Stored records
## begin

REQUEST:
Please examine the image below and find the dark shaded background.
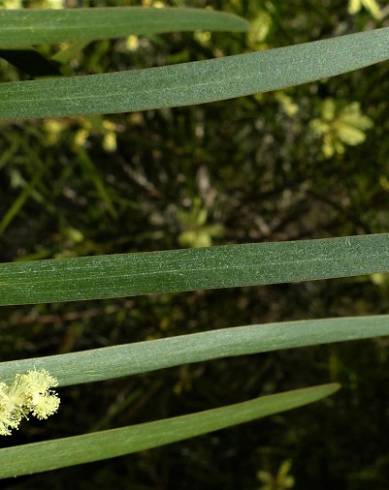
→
[0,0,389,490]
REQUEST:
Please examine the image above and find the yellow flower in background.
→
[193,31,212,46]
[310,99,373,158]
[348,0,382,20]
[0,369,60,436]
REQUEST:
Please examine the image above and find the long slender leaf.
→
[0,7,249,48]
[0,315,389,386]
[0,384,339,478]
[0,233,389,305]
[0,28,389,118]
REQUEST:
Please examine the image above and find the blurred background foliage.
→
[0,0,389,490]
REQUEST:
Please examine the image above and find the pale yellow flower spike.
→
[0,369,60,436]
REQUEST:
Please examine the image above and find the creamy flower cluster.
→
[0,370,60,436]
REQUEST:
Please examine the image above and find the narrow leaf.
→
[0,315,389,386]
[0,7,249,48]
[0,27,389,119]
[0,233,389,305]
[0,384,339,478]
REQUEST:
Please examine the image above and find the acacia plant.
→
[0,4,389,478]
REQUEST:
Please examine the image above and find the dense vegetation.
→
[0,0,389,490]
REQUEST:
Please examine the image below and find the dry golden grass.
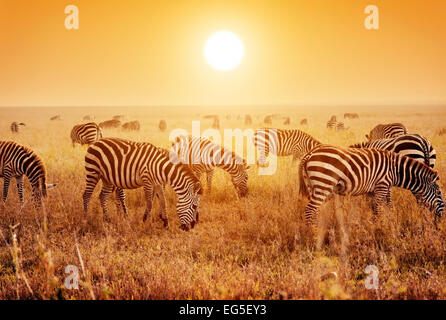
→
[0,108,446,299]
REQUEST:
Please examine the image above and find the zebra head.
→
[177,179,203,231]
[418,170,445,217]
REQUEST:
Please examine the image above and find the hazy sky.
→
[0,0,446,106]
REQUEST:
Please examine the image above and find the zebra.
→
[71,122,102,148]
[11,122,25,133]
[0,141,56,209]
[122,120,141,131]
[171,135,249,198]
[253,128,321,165]
[299,145,445,223]
[327,116,346,131]
[350,134,437,168]
[83,138,203,231]
[365,123,407,141]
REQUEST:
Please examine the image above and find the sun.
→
[204,31,245,71]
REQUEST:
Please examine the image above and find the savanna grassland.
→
[0,107,446,299]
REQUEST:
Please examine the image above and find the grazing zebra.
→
[0,141,56,209]
[11,122,25,133]
[171,136,249,197]
[299,145,444,222]
[99,119,121,129]
[350,134,437,168]
[365,123,407,141]
[83,138,202,230]
[327,116,346,131]
[254,128,321,165]
[71,122,102,148]
[158,120,167,132]
[344,113,359,119]
[122,120,141,131]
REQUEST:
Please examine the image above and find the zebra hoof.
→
[180,223,190,231]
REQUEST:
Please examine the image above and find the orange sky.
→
[0,0,446,106]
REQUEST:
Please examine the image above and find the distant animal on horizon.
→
[158,120,167,132]
[171,136,249,198]
[0,141,56,210]
[82,138,203,231]
[70,122,102,148]
[112,114,125,121]
[299,145,445,224]
[327,116,346,131]
[99,120,121,129]
[11,122,25,133]
[365,123,407,141]
[344,113,359,119]
[122,120,141,131]
[253,128,321,166]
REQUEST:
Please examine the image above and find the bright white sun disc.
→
[204,31,245,71]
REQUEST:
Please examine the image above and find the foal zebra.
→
[11,122,25,133]
[365,123,407,141]
[254,128,321,165]
[171,136,249,197]
[0,141,56,209]
[350,134,437,168]
[83,138,202,230]
[71,122,102,147]
[299,145,445,222]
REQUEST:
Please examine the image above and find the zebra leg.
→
[115,188,128,218]
[206,170,214,194]
[99,182,115,222]
[142,181,157,222]
[2,172,11,207]
[155,185,169,228]
[16,175,24,209]
[82,174,99,216]
[372,185,390,215]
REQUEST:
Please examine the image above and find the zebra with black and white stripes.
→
[171,135,249,197]
[350,134,437,168]
[83,138,202,230]
[0,141,56,209]
[299,145,445,222]
[71,122,102,147]
[11,121,25,133]
[253,128,321,165]
[365,123,407,141]
[327,116,346,131]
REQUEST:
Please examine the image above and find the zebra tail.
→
[40,175,46,198]
[299,154,310,198]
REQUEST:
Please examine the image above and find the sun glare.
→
[204,31,245,71]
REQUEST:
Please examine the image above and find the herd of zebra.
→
[0,122,445,230]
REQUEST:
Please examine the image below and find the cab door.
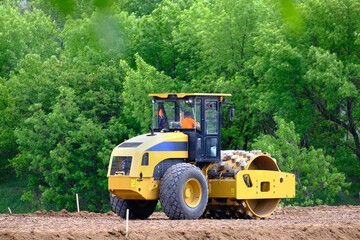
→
[202,98,221,162]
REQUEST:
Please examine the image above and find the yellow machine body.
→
[108,132,188,200]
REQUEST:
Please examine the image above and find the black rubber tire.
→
[159,163,209,219]
[110,193,158,219]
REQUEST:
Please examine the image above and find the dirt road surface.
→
[0,206,360,240]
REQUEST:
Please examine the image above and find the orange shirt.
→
[180,118,197,129]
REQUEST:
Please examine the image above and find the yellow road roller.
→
[107,93,295,219]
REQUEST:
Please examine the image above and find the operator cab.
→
[149,93,231,162]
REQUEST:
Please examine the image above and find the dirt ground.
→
[0,206,360,240]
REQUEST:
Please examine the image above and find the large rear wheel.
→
[110,193,158,219]
[160,163,209,219]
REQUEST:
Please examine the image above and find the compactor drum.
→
[108,93,295,219]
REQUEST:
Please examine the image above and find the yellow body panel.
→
[149,93,231,98]
[208,170,295,199]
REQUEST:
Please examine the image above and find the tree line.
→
[0,0,360,211]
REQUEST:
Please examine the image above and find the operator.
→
[180,112,199,129]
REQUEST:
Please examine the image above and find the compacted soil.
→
[0,206,360,240]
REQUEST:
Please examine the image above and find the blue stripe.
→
[146,142,187,152]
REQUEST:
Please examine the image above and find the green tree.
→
[12,87,127,211]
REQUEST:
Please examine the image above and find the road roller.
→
[107,93,295,219]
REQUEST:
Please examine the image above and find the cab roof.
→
[149,93,231,98]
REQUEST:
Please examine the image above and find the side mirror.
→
[229,107,235,121]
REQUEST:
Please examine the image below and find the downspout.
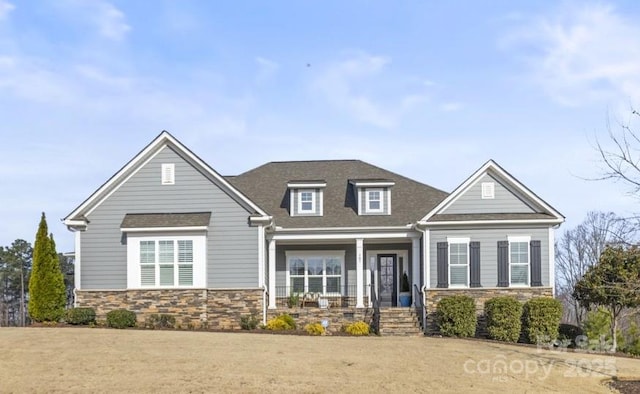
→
[413,222,430,334]
[262,216,276,325]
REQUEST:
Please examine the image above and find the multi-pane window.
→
[287,255,343,295]
[366,189,383,212]
[449,240,469,287]
[298,190,315,213]
[509,240,529,286]
[140,240,193,287]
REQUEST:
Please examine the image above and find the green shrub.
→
[484,296,522,342]
[621,322,640,356]
[522,297,562,343]
[240,314,260,330]
[304,323,324,335]
[144,313,176,329]
[344,321,370,336]
[558,323,584,348]
[436,295,478,337]
[264,313,296,331]
[64,308,96,325]
[107,309,136,328]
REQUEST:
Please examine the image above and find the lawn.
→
[0,328,640,393]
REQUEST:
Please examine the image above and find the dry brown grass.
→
[0,328,640,393]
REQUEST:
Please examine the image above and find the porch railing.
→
[413,285,426,332]
[276,285,370,308]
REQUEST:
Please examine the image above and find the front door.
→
[378,254,398,306]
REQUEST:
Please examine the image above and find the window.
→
[127,236,206,288]
[482,182,496,200]
[447,238,469,287]
[162,163,176,185]
[287,252,344,295]
[509,237,530,286]
[365,189,383,212]
[298,190,316,213]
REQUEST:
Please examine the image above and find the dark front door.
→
[378,254,398,306]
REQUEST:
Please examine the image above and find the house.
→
[63,131,564,329]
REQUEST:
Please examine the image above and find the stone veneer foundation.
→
[425,287,553,335]
[267,307,373,333]
[76,289,264,329]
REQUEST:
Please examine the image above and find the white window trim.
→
[447,237,471,288]
[285,250,346,296]
[481,182,496,200]
[161,163,176,185]
[507,235,531,287]
[127,234,207,289]
[297,189,318,215]
[364,187,386,213]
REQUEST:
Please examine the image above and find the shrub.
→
[240,314,259,330]
[264,313,296,331]
[144,313,176,328]
[27,212,67,322]
[107,309,136,328]
[621,322,640,356]
[344,321,370,336]
[558,323,584,348]
[522,297,562,343]
[484,297,522,342]
[304,323,324,335]
[436,295,478,337]
[64,308,96,325]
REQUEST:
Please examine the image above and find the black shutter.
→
[529,241,542,286]
[469,242,482,287]
[437,242,449,288]
[498,241,509,287]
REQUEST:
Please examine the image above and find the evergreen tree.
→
[29,212,66,322]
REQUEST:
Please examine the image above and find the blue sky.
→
[0,0,640,251]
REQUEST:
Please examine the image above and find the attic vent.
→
[162,163,176,185]
[482,182,496,200]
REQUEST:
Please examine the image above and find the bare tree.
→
[556,212,636,325]
[596,109,640,194]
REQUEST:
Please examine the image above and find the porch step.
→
[380,308,423,336]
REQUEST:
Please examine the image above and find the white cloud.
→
[0,0,16,21]
[94,1,131,40]
[503,3,640,106]
[312,53,427,129]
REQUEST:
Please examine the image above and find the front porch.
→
[265,228,422,313]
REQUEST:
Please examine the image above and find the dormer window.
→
[298,189,316,213]
[366,189,384,212]
[287,181,327,216]
[349,179,395,215]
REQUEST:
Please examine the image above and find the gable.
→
[419,160,564,224]
[64,131,266,228]
[441,174,537,215]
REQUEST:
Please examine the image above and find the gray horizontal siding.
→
[441,175,535,214]
[81,148,258,289]
[429,227,549,287]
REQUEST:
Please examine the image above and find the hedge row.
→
[436,295,562,343]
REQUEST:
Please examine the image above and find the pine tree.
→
[28,212,66,322]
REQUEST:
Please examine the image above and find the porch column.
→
[411,237,420,305]
[269,239,276,309]
[352,238,364,308]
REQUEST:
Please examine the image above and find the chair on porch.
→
[302,293,320,308]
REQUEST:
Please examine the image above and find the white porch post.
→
[411,237,420,305]
[269,239,276,309]
[356,238,364,308]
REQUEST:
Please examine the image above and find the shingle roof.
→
[227,160,447,228]
[120,212,211,228]
[429,213,555,222]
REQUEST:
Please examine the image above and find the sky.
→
[0,0,640,252]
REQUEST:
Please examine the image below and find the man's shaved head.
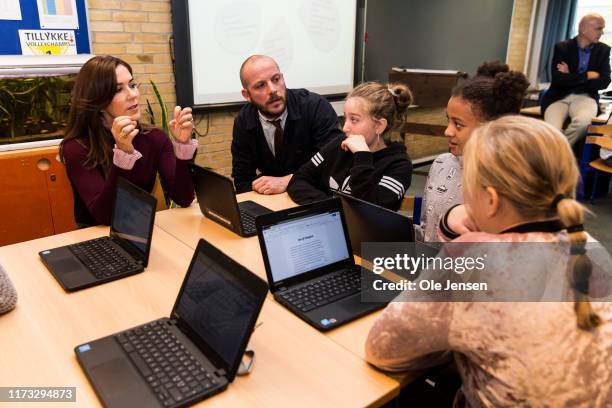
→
[240,54,280,89]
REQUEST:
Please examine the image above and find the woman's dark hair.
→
[451,61,529,122]
[59,55,132,170]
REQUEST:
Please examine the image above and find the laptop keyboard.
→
[115,321,218,407]
[240,209,257,235]
[68,237,140,279]
[280,267,361,312]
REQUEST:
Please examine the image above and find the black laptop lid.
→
[189,163,241,232]
[110,177,157,266]
[172,239,268,382]
[334,192,414,261]
[255,198,354,288]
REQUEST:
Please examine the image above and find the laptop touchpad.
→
[54,257,83,274]
[91,358,140,400]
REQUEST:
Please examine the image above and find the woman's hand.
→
[340,135,370,153]
[111,116,139,153]
[168,106,193,143]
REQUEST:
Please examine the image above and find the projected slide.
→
[188,0,356,105]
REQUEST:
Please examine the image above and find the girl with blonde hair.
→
[287,82,412,210]
[366,116,612,407]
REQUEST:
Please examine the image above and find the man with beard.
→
[232,55,342,194]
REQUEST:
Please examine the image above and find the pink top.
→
[366,232,612,407]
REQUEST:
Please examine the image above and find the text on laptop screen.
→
[176,251,259,366]
[111,188,155,255]
[262,211,349,282]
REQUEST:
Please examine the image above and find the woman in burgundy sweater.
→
[60,55,197,227]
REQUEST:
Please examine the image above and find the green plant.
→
[0,76,74,142]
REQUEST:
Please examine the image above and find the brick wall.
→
[87,0,235,175]
[506,0,533,71]
[88,0,533,175]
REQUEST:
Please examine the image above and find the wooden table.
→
[521,105,610,125]
[155,191,422,385]
[0,225,399,408]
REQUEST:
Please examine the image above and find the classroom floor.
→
[407,166,612,254]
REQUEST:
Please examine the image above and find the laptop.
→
[255,198,386,331]
[38,177,157,292]
[189,163,272,237]
[75,239,268,408]
[334,192,414,261]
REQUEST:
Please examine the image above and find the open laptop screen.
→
[262,210,352,282]
[111,182,155,258]
[175,245,266,376]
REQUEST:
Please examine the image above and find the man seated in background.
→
[542,14,610,145]
[232,55,342,194]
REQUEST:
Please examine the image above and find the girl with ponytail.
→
[366,116,612,407]
[415,61,529,242]
[287,82,412,210]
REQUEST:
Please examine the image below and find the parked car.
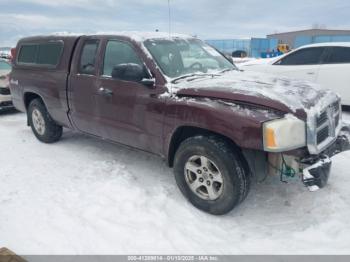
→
[10,32,349,215]
[0,59,13,111]
[240,43,350,106]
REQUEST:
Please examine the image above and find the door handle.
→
[98,87,113,97]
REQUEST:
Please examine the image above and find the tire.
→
[174,136,251,215]
[27,99,63,144]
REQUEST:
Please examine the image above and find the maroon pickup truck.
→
[10,33,349,215]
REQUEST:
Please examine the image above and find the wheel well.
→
[168,126,238,167]
[24,92,42,110]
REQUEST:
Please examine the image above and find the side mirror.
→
[224,54,233,64]
[140,78,156,88]
[112,63,146,82]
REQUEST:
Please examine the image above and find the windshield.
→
[144,39,235,78]
[0,61,11,71]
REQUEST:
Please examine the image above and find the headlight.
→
[263,115,306,152]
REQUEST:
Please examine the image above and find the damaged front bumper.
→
[300,127,350,191]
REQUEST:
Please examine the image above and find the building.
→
[206,29,350,58]
[267,29,350,49]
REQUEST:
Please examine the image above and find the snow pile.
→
[0,113,350,254]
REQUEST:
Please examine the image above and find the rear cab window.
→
[324,47,350,64]
[78,39,100,75]
[17,41,63,67]
[274,47,325,65]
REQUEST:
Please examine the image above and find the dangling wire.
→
[168,0,171,38]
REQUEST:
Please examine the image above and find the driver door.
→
[96,39,163,152]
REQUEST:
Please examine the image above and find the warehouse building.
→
[206,29,350,57]
[267,29,350,49]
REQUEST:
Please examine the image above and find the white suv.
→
[239,43,350,106]
[0,59,13,110]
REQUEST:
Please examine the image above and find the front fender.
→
[164,97,283,157]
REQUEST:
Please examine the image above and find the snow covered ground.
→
[0,110,350,254]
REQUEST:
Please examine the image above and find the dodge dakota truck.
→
[10,32,349,215]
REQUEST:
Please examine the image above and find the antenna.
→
[168,0,171,38]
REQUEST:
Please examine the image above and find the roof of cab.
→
[20,31,193,42]
[299,42,350,49]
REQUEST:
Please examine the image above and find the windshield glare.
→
[144,39,235,78]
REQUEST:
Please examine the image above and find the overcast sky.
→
[0,0,350,46]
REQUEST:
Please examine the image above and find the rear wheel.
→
[174,136,250,215]
[28,99,62,143]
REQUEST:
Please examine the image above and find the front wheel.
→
[28,99,62,143]
[174,136,250,215]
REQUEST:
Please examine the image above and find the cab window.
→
[326,47,350,64]
[103,40,143,77]
[275,47,324,65]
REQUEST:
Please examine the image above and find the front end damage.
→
[242,126,350,191]
[300,127,350,191]
[268,127,350,191]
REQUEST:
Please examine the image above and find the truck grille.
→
[0,87,10,95]
[308,101,341,154]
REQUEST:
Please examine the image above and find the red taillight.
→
[11,48,16,63]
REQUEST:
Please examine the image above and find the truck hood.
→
[172,71,338,116]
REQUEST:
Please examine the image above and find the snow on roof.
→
[298,42,350,49]
[46,31,193,42]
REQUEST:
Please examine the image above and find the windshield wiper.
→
[220,68,238,74]
[171,73,219,84]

## end

- Given request:
Count the lines in the listing above that contain the string "dark", and reply with only that number.

- Response below:
3